> 本文抜粋:
_ _ _

業界トップ5の大手企業からなぜかマ男(小池徹平)たちの働く黒井システムに転職したエリート社員・木村は、一見さわやかな好青年だが、実は会社を乗っ取ろうとしている野心家。傍若無人な言動で職場を混乱させる木村役を演じた田中圭に話を聞いた。(取材・文:編集部)

田中圭 インタビュー
「木村のセリフを借りて言うと『やるしかない』。この心構えは間違ってない」

今回演じた木村を「幼少時代から嫌な奴」と分析する田中圭
今回演じた木村を「幼少時代から嫌な奴」と分析する田中圭

――今回演じた木村は出世欲の塊で会社を乗っ取ろうとする男ですが、この役をどんな風に捉えていますか?

出世欲の塊のような木村
出世欲の塊のような木村

「やっぱり嫌な奴ですよね。あそこまでいくと人間としてアウトですね。もちろん向上心や野心は誰でも多少は心に秘めているものだと思うけど、木村の場合は『給料を上げたい』とか『昇進したい』とかではなく、会社自体を乗っ取ろうとしてますからね。しかもなぜか最初は猫かぶってるし。こいつは突発的に嫌な奴になったわけではなく、幼少時代から嫌な奴だったんだろうなと思わざるを得ないですね(笑)」

――「TAJOMARU」の桜丸に続いて悪役を演じていますが、悪役を演じる美学やこわだりはありますか?

「悪役を演じたのは『TAJOMARU』が初めてだったんです。これまでも、表向きは良い子だけど裏では……という病んでるようなキャラクターを演じることはあったんですが、木村のような100%ダークサイドのキャラクターを演じることはなかったんです。だから、美学を感じるどころか常にいっぱいいっぱいでした」

――身近に木村のような男がいたら仕事がやりにくいと思いますが、もしマ男と同じような環境で働くことになった場合、どう対処しますか?

_ _ _

> 求められる内容: 田中圭へのインタビューを、最後の質問の後から書き継ぐこと。

> データレコード:

_ _ _

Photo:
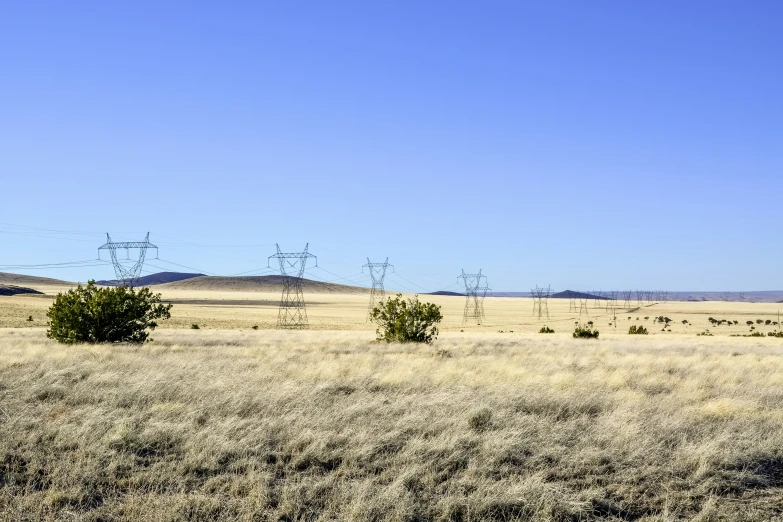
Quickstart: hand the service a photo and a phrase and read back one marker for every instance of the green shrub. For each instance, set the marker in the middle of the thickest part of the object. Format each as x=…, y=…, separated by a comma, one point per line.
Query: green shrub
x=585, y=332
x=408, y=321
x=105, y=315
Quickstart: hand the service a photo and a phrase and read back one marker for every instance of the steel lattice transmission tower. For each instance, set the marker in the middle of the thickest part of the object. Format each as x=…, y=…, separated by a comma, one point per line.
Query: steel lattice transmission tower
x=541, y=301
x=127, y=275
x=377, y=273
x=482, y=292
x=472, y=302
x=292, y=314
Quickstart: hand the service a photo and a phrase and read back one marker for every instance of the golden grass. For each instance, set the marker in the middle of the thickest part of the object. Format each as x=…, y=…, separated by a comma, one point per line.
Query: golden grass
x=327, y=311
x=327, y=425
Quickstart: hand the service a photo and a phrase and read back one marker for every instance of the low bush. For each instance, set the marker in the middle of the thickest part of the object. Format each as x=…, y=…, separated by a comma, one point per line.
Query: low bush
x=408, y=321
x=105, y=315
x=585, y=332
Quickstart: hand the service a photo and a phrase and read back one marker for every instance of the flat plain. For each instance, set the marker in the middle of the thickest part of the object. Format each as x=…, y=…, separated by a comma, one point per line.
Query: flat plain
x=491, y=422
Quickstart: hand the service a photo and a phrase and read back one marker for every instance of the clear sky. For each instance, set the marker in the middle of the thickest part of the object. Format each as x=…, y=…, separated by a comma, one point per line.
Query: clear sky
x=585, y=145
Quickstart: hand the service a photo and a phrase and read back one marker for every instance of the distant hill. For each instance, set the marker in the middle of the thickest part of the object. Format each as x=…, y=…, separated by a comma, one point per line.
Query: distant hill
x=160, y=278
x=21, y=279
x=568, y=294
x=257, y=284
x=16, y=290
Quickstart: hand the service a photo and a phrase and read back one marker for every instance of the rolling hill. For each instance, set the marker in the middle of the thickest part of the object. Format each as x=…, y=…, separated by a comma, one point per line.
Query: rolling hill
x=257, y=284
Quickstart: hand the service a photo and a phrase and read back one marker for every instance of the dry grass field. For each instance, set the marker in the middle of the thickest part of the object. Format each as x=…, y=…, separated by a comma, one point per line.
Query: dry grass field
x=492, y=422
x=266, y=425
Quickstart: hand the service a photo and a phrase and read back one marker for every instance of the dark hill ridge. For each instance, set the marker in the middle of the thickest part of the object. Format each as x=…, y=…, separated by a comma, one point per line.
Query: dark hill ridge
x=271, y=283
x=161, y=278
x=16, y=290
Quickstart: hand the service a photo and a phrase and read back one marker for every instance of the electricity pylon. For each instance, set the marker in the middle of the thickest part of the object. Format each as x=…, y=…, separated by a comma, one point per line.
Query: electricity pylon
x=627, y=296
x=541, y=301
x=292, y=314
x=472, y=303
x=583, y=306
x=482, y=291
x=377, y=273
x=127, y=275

_ _ _

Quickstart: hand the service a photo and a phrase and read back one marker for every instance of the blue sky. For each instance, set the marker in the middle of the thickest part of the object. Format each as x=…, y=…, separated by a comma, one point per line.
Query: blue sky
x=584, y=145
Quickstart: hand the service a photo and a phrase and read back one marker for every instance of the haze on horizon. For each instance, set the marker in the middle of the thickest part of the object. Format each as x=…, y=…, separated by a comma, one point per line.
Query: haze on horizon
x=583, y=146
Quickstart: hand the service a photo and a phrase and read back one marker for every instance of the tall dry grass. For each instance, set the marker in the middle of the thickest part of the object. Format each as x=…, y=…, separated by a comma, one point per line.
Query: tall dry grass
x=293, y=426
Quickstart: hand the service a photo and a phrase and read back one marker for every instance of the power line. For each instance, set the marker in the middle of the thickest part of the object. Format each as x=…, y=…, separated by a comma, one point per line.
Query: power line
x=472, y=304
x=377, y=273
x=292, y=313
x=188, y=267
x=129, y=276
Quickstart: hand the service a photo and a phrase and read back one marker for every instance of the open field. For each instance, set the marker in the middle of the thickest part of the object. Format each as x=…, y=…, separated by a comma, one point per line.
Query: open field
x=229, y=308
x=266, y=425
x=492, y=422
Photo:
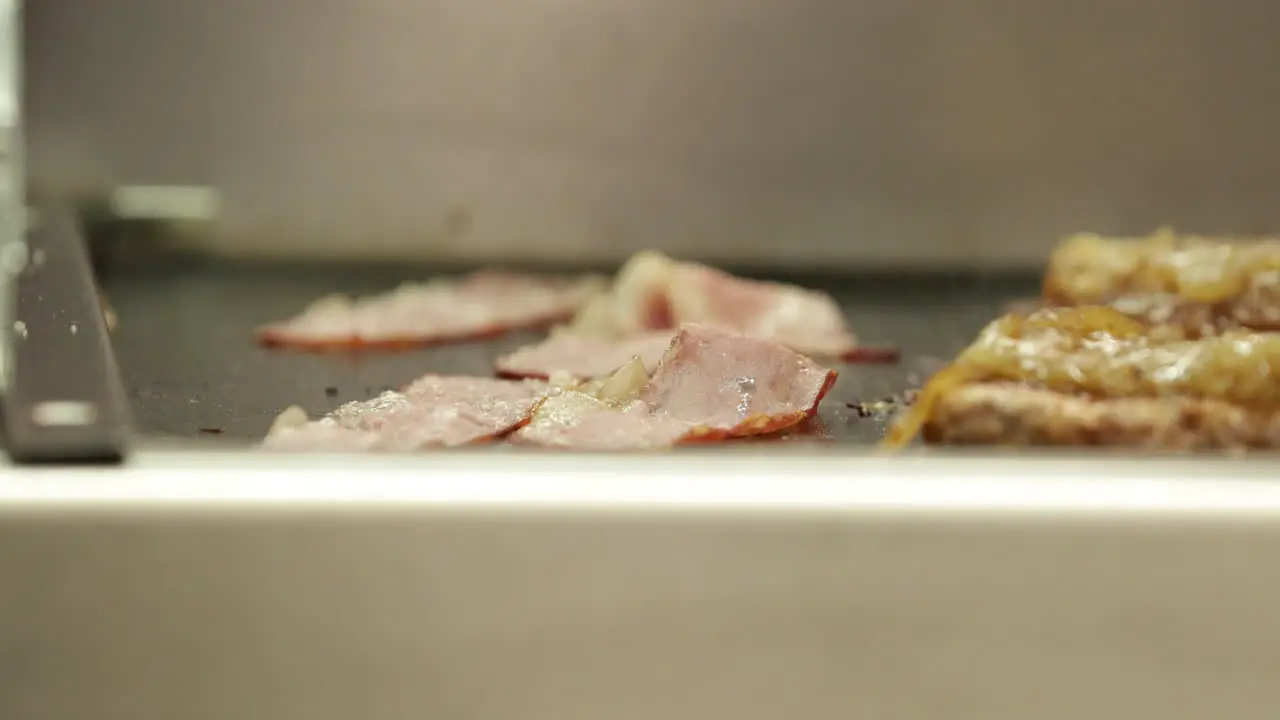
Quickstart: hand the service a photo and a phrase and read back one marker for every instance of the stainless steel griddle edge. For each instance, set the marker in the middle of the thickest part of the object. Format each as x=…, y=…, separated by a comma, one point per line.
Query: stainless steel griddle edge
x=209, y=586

_ _ _

> 最終回答:
くせ者・木村に扮した田中 本人は気さくな好青年
くせ者・木村に扮した田中 本人は気さくな好青年

「あそこまでひどくはないですが、それに近い経験はないこともないです。絡みにくい人っているじゃないですか。でも『この人に合わせるの嫌だなあ』と思いながらも合わせちゃう自分がいるんですよね。僕も露骨に感情を出さないタイプですね。ただ、あれは映画だからおもしろく描かれているけど、現実だったら相当嫌な環境なので、僕だったら会社から逃げちゃうと思います(笑)」

――黒井システムにはリーダー(品川裕)をはじめ、アクの強いキャラクターが揃っていますが、一番問題があるのは誰だと思いますか?

「社長(森本レオ)ですね。もちろんリーダーも面倒くさい男ですけど、結局リーダーも社長の言いなりですから。社長は何を考えてるかさっぱり分からないので、そういうタイプが一番嫌なんですよ。同じ方向や目標に向かっているのであれば、進み方が違っても山のてっぺんで会えばいいと思って頑張れるけど、てっぺんが違う人と一緒にやっていくのはキツいと思うんです」

――キャストの皆さんは撮影の空き時間に漫画を読んでいたそうですが、ほかに何か思い出深いエピソードはありますか?

「よくおもちゃで遊んでましたね。リーダーは仕事してない設定だから、デスクにおもちゃがいっぱい置いてあったんです。劇中にも出てきた時間が来るとピュンッと飛ぶおもちゃなどいろいろあったので、みんなで待ち時間に遊んでました。なんだかくだらないことばかりしていた気がします(笑)」

――映画の内容は苛酷ですが、撮影現場はほのぼのした雰囲気ですね。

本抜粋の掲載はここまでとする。